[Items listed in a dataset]
Segment Open

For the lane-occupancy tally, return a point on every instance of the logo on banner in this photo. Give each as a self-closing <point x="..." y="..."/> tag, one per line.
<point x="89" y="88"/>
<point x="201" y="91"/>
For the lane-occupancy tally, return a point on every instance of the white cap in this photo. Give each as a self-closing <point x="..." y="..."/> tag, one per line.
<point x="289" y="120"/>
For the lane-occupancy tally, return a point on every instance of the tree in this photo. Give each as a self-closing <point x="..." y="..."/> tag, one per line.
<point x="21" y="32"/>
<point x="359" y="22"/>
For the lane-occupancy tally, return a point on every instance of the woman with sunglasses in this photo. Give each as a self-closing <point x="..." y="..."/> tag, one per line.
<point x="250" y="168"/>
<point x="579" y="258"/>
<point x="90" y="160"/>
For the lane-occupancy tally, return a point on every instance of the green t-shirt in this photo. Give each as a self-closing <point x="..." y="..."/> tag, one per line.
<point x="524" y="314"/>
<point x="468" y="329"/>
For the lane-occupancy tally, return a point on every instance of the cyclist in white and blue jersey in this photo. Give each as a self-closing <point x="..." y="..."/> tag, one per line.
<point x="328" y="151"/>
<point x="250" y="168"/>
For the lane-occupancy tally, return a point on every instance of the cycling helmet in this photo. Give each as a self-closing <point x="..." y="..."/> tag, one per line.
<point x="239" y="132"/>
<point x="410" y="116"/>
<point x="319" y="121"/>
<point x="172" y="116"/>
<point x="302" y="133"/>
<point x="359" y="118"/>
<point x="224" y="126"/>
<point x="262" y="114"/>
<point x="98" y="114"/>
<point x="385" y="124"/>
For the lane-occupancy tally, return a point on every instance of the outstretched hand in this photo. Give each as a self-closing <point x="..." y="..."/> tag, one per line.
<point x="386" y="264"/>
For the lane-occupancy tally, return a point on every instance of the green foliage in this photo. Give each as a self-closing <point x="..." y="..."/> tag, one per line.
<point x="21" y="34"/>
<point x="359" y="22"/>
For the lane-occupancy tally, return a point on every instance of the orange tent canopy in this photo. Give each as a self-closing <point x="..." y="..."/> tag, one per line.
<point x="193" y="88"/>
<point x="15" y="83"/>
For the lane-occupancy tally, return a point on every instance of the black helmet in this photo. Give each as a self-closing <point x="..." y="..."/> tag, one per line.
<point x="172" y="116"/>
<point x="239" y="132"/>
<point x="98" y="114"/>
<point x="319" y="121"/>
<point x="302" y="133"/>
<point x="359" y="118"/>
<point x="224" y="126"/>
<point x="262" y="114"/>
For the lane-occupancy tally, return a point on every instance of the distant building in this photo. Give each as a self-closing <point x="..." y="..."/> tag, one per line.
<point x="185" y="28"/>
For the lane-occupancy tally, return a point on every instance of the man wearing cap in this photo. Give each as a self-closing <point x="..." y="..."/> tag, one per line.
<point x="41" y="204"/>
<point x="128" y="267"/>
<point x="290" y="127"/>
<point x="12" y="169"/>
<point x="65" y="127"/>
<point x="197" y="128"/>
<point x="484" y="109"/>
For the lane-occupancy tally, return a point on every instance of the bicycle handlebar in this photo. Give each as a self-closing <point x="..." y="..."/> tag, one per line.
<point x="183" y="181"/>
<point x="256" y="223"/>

Segment Closed

Write out the lines of the records exactly, starting at the one holding "of the bicycle" and ending with the last line, and include no others.

Written solution >>
For the lane-occupancy tally, return a point on every instance of the bicycle handlebar in this photo. Give each as a self-closing <point x="..." y="..."/> tag, one per line.
<point x="183" y="181"/>
<point x="256" y="223"/>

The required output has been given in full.